__Description of the task__.
Copy all the records exactly; the complete set is the expected result.

--- Supplied records ---

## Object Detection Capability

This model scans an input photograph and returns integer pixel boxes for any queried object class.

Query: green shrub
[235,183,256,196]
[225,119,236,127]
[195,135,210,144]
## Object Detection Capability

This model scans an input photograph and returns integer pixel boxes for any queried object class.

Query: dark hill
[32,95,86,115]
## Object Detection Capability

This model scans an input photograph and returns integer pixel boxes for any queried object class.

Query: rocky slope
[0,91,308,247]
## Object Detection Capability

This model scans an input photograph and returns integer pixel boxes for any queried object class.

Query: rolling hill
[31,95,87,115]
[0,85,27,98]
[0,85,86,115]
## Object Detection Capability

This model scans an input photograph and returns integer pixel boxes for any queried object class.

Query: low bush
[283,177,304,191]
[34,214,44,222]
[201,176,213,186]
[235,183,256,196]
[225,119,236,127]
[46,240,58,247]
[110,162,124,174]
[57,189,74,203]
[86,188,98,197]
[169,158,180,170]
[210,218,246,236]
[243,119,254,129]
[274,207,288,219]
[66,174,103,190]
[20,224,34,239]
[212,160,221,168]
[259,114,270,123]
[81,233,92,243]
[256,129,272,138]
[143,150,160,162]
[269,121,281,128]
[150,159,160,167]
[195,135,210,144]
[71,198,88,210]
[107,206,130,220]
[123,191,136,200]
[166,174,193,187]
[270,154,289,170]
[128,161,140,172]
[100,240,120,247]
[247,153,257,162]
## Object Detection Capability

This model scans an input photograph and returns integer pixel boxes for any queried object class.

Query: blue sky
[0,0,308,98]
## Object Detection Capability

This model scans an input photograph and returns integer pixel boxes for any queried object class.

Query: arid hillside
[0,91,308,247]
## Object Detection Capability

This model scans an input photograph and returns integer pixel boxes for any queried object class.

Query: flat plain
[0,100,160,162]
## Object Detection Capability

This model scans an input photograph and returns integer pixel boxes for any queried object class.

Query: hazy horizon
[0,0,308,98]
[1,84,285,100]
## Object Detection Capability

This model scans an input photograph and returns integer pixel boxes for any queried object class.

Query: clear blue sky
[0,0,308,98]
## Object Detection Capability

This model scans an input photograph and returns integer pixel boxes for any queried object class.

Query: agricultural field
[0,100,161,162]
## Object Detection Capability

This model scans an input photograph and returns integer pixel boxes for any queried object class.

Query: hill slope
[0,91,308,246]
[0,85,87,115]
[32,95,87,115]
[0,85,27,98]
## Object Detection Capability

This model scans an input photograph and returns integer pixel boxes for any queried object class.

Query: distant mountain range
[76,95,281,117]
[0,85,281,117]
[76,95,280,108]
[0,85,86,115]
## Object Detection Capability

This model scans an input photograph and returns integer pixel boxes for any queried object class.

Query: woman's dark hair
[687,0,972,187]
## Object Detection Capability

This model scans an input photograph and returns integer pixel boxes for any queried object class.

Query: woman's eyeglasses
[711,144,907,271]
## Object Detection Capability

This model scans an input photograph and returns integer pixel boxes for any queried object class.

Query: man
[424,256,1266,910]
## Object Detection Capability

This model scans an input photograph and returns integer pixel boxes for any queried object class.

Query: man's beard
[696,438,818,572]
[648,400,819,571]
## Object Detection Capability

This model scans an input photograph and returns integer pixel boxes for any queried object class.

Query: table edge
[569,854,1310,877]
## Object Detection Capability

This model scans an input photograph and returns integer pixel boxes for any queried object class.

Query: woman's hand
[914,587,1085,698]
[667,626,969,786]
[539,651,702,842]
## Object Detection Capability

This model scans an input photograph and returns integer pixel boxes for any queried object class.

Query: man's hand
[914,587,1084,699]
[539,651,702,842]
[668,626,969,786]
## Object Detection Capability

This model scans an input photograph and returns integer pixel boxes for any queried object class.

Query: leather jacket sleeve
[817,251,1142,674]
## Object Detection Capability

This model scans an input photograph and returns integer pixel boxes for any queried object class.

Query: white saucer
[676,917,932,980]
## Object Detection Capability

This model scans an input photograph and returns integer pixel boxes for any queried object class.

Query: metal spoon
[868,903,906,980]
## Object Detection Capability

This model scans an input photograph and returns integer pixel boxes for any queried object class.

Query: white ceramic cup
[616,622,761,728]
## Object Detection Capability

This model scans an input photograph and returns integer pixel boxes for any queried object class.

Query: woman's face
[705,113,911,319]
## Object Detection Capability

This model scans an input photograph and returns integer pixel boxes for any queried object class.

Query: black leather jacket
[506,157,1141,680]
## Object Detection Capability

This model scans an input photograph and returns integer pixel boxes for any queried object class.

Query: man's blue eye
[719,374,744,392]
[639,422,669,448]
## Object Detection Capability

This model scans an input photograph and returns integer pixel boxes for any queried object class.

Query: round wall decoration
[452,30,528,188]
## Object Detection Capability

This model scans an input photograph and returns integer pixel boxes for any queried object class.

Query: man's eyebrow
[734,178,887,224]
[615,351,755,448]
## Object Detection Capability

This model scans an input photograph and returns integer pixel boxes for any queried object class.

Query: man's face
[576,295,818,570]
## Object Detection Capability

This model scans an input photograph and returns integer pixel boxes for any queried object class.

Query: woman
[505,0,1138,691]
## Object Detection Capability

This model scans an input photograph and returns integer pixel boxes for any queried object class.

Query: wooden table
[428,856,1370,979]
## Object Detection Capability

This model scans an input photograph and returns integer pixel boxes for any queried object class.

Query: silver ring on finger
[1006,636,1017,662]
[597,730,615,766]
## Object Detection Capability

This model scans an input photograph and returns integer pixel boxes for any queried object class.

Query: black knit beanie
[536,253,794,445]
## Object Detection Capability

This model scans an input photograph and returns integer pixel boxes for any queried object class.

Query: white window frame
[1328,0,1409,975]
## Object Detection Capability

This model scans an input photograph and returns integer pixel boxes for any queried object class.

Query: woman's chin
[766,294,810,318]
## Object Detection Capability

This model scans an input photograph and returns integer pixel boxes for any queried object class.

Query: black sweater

---

__Result of this task__.
## Object Detection Capability

This model scans an input photograph and returns integer pixel boxes for any queried object class.

Query: green shrub
[235,183,256,196]
[225,119,236,127]
[195,135,210,144]
## Object Detection Capability

This model scans an input photograph and returns integer pixel boxes for any queried object class.

Query: dark hill
[32,95,86,115]
## Object Detection Capability

This model scans an input photograph and returns integer pixel boxes for any queried object class.

Query: rocky slope
[0,91,308,247]
## Object Detection Capability

This model scans an input photograph and returns integer pixel boxes for any queried object class.

Query: rolling hill
[31,95,87,115]
[0,85,27,98]
[0,85,86,115]
## Object Detection Capability

This model scans an input photograph and returns integer pixel boxes for any queried object class.

Query: low bush
[283,177,304,191]
[34,214,44,222]
[201,176,213,186]
[235,183,256,196]
[225,119,236,127]
[46,240,58,247]
[110,162,124,174]
[57,189,74,203]
[86,188,98,197]
[169,158,180,170]
[210,218,246,236]
[243,119,254,129]
[274,207,288,219]
[66,174,103,190]
[20,224,34,239]
[212,160,221,168]
[259,114,270,123]
[81,233,92,243]
[256,129,272,138]
[143,150,160,162]
[269,121,281,128]
[150,159,160,167]
[195,135,210,144]
[71,198,88,210]
[107,206,130,220]
[123,191,136,200]
[166,174,193,187]
[270,154,289,170]
[128,161,140,172]
[100,240,120,247]
[247,153,257,162]
## Object Detection Capability

This model scans an input photograph and returns integer pixel boxes for any queried object class.

Query: blue sky
[0,0,308,98]
## Object Detection Capability

This model scans an input photograph and returns integer pixel boxes for any queried object class.

Query: arid hillside
[0,91,308,247]
## Object Detection Capability

This model scans an input photograph and returns integer pixel boxes for any queried object class.

Query: flat plain
[0,100,160,162]
## Object Detection Capability

This model scans an input photograph and returns integer pixel boxes for any queried object class.

Query: hazy horizon
[0,0,308,98]
[1,84,285,100]
## Object Detection Capability

This model scans an input photograph and returns integer pixel boxes for any queried object class.

Query: clear blue sky
[0,0,308,98]
## Object Detection Capability

This model scans an input photograph and returns integer pixel boxes for any queried object class.

Query: agricultural field
[0,100,161,162]
## Object Detection Capability

This model scans an input photograph and returns integer pixel boxes for any queried object class.

Query: hill slope
[0,91,308,246]
[0,85,87,115]
[32,95,87,115]
[0,85,27,98]
## Object Detection Capability

This model scans an input photograph and returns integer pixel boxes for any queried object class.

Query: distant mountain range
[76,95,281,117]
[0,85,281,117]
[76,95,280,108]
[0,85,86,115]
## Object Detection Capability

This model scans an input photograph and returns integer pixel boxes for any queried object class.

Query: woman's dark hair
[687,0,972,187]
## Object Detection Capability

This model scans an input photograph and returns integer pixel boxes for any queried object class.

Query: woman's eyeglasses
[711,144,907,271]
## Object Detection Capability

This model scans an input photograph and returns integer pixel boxes for any queried object class.

Query: man
[424,256,1266,910]
## Object Detection Capability

This model scans an input photograph and returns integer pixel boxes for any queried object class.

Query: man's beard
[696,438,818,572]
[648,400,819,571]
## Object Detection Capability

This model scans an input photograph and returns integer pixel boxes for any queried object class.

Query: table edge
[569,854,1310,877]
## Object Detection Capability

This model scans an input photograph and returns integer pixel boxes for any queried object class.

Query: woman's hand
[914,587,1085,698]
[667,626,969,786]
[539,651,702,842]
## Object Detection Capability

This model scans an input photograph and returns integer pixel boxes for any queried object class.

Query: man's hand
[914,587,1084,699]
[539,651,702,842]
[668,626,969,786]
## Object Detection Capability

This model scans an input photograph and returns integer pixel boxes for any queried object class.

Query: leather jacket sleeve
[817,251,1142,674]
## Object Detection Capability

This model scans an input photograph and returns integer pixel boxes for any queried object class.

Query: white saucer
[676,917,932,980]
## Object Detection Capability

This model scans an input photograph and returns integer pixel boxes for any queried object class.

Query: metal spoon
[868,903,906,980]
## Object Detection Capability

This model scans an input photograph and returns integer pixel boxes for any queried object class.

Query: white ceramic cup
[616,622,761,728]
## Object Detection Capability

This model scans an input photograph and returns integer pixel boxes for any queried object class.

Query: woman's face
[705,113,911,319]
## Object Detection Capability

This model scans an input photograph and returns integer pixel boxes for any queried object class.

Query: black leather jacket
[506,157,1141,680]
## Object Detection Capability

This model scans an input photograph and returns integer pixel boxes for any queried object class.

Query: man's blue eye
[719,374,744,392]
[639,422,669,448]
## Object Detection Capability

This model scans an input photograph and returns integer pixel boxes for any queried object class.

Query: round wall decoration
[452,30,528,188]
## Object Detection Capability

This model scans an input photograph and returns integer pixel boxes for any queried object class.

Query: man's eyebrow
[734,178,887,224]
[615,351,755,448]
## Object Detection Capability

This model scans an input photograph and returns integer pixel boxes for any queried object class.

Query: man's face
[576,295,818,570]
## Object Detection Capability

This model scans an input photograph and returns integer pixel boxes for any queried object class.

Query: woman
[505,0,1138,691]
## Object Detection Capability

This model scans an input photograph and returns integer pixel boxes for any queried object class.

Query: wooden table
[428,856,1370,979]
## Object Detection Capability

This model scans an input photograph and returns integer pixel boxes for any queried object class.

Query: silver ring on finger
[1006,636,1017,662]
[597,730,615,766]
## Object Detection Capability

This model scans an input photograph and returns integer pixel boxes for any queried object class.

Query: black knit beanie
[536,253,794,445]
## Object Detection Capability

This model scans an input photograph and returns integer pixel boxes for any queried object class.

Query: white window frame
[1328,0,1409,975]
## Object Detection Capability

This model scans an input photograph and returns integer pixel boxes for any queried object class.

Query: woman's chin
[766,294,810,318]
## Object Detection Capability

This model scans an input photograph and returns integer pixel boxes for any queried object class.

Query: black sweater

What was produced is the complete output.